TASK REQUIREMENTS: Transcribe the listing without changes, starting at the line containing "Where can you see the roof?" and ending with the line containing "<point>769,176</point>", both of those lines included.

** Begin **

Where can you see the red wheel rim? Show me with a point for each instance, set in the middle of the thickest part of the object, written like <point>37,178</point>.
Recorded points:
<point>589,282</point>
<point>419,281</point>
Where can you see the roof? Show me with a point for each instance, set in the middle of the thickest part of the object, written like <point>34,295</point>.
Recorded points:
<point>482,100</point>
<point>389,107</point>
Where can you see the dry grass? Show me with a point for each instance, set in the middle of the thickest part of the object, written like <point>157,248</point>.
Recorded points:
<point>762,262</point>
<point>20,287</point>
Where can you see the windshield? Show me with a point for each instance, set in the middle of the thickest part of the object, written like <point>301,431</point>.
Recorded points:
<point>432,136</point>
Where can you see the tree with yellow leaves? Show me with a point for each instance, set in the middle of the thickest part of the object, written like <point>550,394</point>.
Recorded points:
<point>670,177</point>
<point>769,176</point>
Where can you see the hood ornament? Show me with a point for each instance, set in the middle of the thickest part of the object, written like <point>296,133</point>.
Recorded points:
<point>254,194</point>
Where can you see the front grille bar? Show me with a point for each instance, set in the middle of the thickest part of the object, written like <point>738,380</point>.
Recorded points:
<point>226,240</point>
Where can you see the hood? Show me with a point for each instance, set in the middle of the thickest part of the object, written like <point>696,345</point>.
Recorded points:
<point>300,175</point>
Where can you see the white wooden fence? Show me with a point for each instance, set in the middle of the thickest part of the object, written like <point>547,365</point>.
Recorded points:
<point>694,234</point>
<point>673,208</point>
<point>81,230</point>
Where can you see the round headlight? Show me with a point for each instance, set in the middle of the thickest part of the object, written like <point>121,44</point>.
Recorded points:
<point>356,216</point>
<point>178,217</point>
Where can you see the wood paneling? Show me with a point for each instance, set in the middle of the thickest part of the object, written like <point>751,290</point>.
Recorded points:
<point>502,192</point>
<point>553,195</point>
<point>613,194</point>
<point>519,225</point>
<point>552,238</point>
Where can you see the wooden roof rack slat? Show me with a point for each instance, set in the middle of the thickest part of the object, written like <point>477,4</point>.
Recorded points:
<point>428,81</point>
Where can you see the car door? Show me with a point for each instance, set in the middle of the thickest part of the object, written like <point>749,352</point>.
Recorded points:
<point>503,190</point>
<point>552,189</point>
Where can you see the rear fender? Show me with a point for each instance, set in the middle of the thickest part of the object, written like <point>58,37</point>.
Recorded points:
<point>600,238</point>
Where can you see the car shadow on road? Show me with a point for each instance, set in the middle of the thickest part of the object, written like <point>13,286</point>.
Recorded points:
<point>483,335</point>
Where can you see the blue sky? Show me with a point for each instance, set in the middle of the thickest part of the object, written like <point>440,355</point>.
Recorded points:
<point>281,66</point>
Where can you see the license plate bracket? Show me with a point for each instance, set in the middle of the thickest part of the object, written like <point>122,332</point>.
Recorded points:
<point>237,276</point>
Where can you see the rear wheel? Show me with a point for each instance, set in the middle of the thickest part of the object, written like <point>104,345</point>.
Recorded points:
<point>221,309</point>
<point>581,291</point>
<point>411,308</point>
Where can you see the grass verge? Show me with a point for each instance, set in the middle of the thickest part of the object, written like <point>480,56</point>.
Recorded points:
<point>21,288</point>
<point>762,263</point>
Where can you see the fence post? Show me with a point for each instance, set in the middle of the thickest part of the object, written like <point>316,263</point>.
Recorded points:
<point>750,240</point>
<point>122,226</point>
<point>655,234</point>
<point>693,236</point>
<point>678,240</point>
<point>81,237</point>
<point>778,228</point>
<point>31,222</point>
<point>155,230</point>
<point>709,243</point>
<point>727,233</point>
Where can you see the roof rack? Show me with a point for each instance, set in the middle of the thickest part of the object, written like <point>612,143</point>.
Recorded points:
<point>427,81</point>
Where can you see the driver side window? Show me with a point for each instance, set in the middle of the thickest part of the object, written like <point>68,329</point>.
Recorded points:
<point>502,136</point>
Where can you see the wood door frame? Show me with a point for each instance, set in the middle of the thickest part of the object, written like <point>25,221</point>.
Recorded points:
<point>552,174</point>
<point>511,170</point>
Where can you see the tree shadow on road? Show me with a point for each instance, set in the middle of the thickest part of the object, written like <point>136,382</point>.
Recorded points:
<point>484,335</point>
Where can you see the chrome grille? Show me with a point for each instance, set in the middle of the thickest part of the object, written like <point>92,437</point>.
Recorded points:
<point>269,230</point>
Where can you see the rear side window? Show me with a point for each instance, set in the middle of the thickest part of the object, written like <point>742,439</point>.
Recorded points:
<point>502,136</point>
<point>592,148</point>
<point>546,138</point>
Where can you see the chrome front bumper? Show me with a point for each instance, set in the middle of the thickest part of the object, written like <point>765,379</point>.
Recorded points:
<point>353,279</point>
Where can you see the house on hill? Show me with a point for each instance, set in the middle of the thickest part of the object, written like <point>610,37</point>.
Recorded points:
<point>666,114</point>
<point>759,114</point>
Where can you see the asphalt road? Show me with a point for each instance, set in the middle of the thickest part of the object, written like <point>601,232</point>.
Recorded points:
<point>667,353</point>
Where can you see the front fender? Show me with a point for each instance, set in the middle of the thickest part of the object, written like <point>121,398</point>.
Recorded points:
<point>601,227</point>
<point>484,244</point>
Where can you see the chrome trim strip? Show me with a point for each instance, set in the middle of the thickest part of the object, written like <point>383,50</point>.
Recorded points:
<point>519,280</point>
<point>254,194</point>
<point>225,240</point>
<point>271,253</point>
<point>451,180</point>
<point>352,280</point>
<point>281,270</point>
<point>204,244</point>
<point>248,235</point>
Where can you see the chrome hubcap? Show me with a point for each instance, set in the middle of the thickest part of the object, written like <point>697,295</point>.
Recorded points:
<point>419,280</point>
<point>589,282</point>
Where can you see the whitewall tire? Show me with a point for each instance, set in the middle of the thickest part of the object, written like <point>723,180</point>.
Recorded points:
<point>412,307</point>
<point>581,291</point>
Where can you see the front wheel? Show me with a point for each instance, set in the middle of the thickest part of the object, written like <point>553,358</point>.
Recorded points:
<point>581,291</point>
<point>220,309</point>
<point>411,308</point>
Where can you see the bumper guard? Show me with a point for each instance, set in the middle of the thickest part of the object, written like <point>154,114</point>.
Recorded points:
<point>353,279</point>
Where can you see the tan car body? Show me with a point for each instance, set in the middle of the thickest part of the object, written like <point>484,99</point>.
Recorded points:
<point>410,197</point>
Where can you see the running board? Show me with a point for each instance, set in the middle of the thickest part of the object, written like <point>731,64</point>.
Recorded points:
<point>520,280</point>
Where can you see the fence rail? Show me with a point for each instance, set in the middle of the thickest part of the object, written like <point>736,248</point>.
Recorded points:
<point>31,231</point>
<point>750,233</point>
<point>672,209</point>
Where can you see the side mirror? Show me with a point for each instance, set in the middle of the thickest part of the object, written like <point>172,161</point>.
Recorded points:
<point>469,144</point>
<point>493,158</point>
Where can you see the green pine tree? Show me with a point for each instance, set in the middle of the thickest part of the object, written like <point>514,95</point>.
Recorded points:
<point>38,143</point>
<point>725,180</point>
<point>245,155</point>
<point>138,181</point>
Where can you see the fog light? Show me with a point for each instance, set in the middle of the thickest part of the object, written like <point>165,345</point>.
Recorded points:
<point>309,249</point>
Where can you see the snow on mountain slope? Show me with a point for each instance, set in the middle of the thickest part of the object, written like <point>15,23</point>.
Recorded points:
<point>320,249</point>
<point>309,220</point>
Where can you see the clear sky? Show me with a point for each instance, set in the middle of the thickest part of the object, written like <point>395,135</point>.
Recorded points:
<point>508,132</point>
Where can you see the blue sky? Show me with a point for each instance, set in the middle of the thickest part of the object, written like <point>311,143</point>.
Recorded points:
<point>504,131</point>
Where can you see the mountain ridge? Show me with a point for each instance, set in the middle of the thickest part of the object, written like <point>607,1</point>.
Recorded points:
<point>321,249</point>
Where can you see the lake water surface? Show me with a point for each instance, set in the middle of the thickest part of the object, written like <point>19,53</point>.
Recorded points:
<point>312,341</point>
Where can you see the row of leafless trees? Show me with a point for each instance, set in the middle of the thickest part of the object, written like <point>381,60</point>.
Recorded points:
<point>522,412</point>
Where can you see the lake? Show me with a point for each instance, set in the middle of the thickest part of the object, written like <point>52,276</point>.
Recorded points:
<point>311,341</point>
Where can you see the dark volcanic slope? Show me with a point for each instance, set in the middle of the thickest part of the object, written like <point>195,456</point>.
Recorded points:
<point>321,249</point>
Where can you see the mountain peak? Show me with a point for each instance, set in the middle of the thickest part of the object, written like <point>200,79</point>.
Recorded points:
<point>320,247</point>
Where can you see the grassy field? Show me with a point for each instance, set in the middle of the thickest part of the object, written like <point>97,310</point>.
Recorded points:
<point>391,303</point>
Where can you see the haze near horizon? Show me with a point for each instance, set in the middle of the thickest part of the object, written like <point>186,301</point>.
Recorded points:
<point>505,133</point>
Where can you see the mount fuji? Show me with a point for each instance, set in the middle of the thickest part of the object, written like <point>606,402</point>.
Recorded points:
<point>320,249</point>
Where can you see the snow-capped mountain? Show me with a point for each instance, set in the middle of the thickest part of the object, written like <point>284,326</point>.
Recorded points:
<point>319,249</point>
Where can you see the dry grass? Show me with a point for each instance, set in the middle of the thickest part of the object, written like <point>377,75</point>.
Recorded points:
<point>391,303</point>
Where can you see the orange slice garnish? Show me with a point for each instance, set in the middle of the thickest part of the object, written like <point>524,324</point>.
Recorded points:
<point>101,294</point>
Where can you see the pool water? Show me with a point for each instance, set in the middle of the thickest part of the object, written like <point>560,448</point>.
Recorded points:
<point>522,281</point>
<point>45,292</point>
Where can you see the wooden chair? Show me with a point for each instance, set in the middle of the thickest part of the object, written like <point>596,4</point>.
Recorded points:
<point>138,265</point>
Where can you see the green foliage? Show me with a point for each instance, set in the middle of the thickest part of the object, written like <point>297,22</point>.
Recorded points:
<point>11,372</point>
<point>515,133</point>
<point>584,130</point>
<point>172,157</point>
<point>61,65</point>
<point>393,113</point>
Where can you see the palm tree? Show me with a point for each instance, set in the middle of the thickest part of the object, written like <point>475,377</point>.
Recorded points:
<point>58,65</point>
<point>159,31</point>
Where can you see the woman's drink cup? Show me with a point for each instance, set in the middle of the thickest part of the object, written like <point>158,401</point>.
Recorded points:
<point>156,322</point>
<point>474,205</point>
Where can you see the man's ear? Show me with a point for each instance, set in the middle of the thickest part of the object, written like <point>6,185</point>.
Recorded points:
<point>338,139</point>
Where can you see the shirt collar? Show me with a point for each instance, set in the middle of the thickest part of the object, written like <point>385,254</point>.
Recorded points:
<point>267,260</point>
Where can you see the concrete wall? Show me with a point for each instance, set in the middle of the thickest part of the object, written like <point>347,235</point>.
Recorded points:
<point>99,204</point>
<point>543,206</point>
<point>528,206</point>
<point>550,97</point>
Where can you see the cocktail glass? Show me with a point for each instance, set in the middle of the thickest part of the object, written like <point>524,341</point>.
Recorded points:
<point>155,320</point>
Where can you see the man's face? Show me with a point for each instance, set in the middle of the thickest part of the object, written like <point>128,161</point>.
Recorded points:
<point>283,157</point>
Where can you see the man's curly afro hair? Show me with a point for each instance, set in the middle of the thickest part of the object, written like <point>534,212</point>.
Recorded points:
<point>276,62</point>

** End **

THE ANSWER:
Where can you see the roof? Show me with a point for each instance, set in the middle of the thickest part of the object, written like <point>34,295</point>.
Recorded points:
<point>482,100</point>
<point>389,107</point>
Where can you see the dry grass? Show me with a point for each instance, set in the middle of the thickest part of the object, written like <point>157,248</point>.
Recorded points:
<point>762,262</point>
<point>20,287</point>
Where can you see the windshield? Show me with a point for each instance, set in the middle of the thickest part of the object, written like <point>301,431</point>.
Recorded points:
<point>432,136</point>
Where can you see the tree with yellow leaves? Show me with a point for each instance, set in the middle of the thickest part of the object, written like <point>550,394</point>.
Recorded points:
<point>670,177</point>
<point>769,176</point>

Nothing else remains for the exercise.